Key activator of the innate immune response against intestinal parasites discovered

It is estimated that a quarter of the world’s population comes into contact with parasitic worms at some point in their lives, particularly in tropical regions. While it is known that the body combats such infections primarily through a so-called type 2 immune response, the exact processes involved are not yet fully understood. In the newly published study, researchers at BNITM used the nematode Strongyloides ratti (S. ratti) as a model to investigate these processes in greater detail. They infected mice with the nematode. 

The infectious larvae of S. ratti live in moist soil. They initially penetrate the body through the skin and migrate through tissue to the head region. They are then swallowed and develop into adult worms in the small intestine. The adults worm then lay eggs, which are excreted in the faeces and develop back into infectious larvae. Various immune cells become active to eliminate the worms from the body: among others, immune cells of the innate immune system, the group 2 innate lymphoid cells (ILC2), react rapidly and activate mast cells via signalling molecules. These play a central role in the gut in defending against the worms.

Focus on the checkpoint molecule CD160

The researchers were also demonstrated that ILC2s divide into two functionally distinct groups during S. ratti infection. One group expresses the CD160 molecule on its surface. These cells proliferate rapidly but produce only a small number of signalling molecules. The second group consists of ILC2s without CD160. These produce large quantities of important type-2 signalling molecules, which activate mast cells and thus trigger the expulsion of the worms from the gut. Importantly, CD160-positive ILC2s can transform into CD160-negative ILC2s that produce signalling moleculs during the immune response.

#### TASK ITEM
Reproduce the passage on the immune response to intestinal parasites from "The infectious larvae" up to and including "against the worms.".

Dataset rows:
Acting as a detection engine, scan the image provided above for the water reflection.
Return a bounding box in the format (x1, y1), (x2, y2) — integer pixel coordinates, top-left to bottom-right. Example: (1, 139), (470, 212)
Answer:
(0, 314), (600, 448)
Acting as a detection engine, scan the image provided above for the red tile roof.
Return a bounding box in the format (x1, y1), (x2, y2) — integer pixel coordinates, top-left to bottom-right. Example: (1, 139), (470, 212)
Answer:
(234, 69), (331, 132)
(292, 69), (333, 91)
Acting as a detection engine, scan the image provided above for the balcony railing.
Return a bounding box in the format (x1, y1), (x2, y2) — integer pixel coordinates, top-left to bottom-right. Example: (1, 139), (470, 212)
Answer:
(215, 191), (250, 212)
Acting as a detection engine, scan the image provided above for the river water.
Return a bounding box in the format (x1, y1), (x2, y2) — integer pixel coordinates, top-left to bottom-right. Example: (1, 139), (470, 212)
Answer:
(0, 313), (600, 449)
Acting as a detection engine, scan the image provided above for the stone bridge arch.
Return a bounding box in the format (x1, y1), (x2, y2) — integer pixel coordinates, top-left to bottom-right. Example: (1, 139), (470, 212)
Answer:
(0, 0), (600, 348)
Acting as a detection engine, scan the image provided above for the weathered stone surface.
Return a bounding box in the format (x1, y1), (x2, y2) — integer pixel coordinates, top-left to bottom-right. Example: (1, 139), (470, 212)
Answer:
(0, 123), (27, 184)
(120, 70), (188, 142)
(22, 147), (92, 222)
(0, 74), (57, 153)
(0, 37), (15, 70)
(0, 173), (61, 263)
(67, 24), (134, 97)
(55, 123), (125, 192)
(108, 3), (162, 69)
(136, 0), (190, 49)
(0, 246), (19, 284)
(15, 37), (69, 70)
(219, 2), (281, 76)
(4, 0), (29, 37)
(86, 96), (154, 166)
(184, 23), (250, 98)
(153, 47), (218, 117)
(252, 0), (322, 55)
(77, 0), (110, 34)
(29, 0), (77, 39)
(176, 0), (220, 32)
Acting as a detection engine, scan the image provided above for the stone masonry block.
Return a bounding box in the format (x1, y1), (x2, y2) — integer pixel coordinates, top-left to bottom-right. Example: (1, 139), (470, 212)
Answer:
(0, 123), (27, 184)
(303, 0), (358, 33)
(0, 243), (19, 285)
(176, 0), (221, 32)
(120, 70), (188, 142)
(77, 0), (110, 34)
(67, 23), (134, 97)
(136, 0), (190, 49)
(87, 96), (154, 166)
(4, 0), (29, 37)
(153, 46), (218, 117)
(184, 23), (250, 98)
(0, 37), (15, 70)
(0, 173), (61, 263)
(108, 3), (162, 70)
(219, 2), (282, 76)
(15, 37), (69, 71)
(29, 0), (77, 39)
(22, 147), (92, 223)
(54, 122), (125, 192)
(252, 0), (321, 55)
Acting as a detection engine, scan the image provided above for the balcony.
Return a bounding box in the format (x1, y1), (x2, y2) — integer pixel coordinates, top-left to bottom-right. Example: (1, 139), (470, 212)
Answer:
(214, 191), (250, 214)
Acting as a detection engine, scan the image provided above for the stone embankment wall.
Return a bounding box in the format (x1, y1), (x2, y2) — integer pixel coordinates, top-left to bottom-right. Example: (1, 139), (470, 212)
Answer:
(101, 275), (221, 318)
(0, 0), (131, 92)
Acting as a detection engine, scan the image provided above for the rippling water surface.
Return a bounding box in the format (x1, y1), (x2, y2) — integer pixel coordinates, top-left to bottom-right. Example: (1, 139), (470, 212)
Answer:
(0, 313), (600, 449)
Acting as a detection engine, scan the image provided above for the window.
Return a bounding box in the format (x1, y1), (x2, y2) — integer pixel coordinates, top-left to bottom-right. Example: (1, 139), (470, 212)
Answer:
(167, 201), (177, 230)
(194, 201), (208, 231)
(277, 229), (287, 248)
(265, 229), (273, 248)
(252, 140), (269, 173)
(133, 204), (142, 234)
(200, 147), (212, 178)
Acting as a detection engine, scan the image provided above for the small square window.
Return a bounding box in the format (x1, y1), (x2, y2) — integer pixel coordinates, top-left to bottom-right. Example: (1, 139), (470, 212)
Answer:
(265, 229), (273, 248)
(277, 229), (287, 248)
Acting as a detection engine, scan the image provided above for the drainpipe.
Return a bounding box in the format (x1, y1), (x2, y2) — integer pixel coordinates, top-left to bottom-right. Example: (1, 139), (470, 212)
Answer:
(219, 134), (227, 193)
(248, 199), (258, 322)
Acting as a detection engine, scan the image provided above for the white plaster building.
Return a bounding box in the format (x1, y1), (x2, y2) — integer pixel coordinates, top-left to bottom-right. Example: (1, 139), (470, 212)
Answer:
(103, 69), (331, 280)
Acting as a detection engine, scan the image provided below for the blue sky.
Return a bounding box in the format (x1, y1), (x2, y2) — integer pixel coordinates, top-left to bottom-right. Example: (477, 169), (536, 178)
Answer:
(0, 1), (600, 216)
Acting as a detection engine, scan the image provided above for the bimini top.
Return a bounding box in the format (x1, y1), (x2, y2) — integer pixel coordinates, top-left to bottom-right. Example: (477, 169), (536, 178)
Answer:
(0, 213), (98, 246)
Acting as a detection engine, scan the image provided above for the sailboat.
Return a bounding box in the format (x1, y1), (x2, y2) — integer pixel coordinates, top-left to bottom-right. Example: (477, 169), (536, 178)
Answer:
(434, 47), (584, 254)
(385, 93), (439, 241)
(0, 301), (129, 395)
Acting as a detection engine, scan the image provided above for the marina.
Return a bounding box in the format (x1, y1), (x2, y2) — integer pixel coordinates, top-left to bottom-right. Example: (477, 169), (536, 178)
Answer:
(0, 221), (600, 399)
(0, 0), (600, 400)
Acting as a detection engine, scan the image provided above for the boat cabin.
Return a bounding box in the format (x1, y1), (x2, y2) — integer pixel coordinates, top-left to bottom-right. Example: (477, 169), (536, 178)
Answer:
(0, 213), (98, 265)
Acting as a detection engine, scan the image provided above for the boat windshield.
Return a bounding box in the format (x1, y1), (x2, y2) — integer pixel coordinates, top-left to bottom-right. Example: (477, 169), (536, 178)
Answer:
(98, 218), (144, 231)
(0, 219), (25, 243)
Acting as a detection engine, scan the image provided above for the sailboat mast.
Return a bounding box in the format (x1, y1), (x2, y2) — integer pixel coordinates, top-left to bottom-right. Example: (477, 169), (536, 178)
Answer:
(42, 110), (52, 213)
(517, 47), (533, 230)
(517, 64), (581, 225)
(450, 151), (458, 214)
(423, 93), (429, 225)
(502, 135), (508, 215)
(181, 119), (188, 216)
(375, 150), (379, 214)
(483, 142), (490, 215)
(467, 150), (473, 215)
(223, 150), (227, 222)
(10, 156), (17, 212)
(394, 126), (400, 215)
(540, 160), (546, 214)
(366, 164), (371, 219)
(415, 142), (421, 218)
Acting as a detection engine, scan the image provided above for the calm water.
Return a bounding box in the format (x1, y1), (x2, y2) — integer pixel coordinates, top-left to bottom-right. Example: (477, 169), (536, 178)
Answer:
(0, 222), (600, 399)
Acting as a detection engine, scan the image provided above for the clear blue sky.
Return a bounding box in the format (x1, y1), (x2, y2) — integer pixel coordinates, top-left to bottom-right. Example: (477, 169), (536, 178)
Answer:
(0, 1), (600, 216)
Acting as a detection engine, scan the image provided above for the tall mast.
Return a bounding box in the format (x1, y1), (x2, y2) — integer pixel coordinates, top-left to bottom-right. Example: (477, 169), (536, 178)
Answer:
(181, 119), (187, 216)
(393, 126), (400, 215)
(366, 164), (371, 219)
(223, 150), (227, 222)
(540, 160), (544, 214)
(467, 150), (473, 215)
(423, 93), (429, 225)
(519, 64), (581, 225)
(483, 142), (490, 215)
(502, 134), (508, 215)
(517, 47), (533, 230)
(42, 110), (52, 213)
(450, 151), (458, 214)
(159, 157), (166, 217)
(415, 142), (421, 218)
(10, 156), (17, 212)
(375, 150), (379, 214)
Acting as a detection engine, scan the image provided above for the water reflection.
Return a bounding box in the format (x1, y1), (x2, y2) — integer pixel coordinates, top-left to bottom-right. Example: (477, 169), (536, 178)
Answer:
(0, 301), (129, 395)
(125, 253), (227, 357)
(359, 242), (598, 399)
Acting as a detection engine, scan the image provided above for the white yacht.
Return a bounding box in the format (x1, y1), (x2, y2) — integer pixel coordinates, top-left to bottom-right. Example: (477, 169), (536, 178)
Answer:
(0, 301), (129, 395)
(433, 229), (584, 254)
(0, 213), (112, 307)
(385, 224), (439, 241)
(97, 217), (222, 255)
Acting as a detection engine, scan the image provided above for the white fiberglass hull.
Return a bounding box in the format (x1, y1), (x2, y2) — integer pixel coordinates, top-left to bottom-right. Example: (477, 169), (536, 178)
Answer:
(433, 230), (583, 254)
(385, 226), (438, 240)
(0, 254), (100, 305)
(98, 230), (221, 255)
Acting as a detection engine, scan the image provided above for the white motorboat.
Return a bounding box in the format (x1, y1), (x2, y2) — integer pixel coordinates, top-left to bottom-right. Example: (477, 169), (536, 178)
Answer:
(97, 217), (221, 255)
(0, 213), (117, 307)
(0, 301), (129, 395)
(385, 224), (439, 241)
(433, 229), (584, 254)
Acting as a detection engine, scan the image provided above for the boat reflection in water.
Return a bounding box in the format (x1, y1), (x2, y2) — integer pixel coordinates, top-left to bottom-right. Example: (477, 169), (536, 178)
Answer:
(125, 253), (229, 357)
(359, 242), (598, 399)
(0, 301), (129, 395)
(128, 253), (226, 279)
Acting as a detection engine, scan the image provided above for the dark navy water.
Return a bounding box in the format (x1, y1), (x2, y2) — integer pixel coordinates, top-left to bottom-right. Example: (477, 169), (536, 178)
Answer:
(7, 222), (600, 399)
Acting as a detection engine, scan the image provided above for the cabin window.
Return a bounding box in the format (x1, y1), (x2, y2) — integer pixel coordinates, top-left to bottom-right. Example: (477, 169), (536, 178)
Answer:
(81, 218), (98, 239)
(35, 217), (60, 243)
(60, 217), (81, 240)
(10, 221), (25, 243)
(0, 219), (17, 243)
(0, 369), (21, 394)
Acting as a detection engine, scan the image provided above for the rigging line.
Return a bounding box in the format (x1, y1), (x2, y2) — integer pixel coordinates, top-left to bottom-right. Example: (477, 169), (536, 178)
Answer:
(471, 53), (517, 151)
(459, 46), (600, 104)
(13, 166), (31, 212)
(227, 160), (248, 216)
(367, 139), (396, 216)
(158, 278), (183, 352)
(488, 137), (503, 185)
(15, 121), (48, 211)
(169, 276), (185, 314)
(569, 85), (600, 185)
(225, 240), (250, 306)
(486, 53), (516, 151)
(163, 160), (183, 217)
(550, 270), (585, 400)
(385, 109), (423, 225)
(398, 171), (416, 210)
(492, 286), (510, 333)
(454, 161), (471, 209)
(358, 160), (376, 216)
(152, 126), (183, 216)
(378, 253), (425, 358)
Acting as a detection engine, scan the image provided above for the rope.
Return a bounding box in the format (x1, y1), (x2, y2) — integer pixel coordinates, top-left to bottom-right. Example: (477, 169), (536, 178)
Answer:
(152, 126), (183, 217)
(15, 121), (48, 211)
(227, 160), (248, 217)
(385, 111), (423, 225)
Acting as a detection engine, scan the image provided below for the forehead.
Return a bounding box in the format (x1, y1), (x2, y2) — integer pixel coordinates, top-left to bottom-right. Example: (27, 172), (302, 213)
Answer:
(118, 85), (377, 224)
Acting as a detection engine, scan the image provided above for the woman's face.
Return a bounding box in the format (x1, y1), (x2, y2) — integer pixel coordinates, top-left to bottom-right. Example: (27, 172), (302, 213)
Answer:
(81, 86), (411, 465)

#### TASK OUTPUT
The infectious larvae of S. ratti live in moist soil. They initially penetrate the body through the skin and migrate through tissue to the head region. They are then swallowed and develop into adult worms in the small intestine. The adults worm then lay eggs, which are excreted in the faeces and develop back into infectious larvae. Various immune cells become active to eliminate the worms from the body: among others, immune cells of the innate immune system, the group 2 innate lymphoid cells (ILC2), react rapidly and activate mast cells via signalling molecules. These play a central role in the gut in defending against the worms.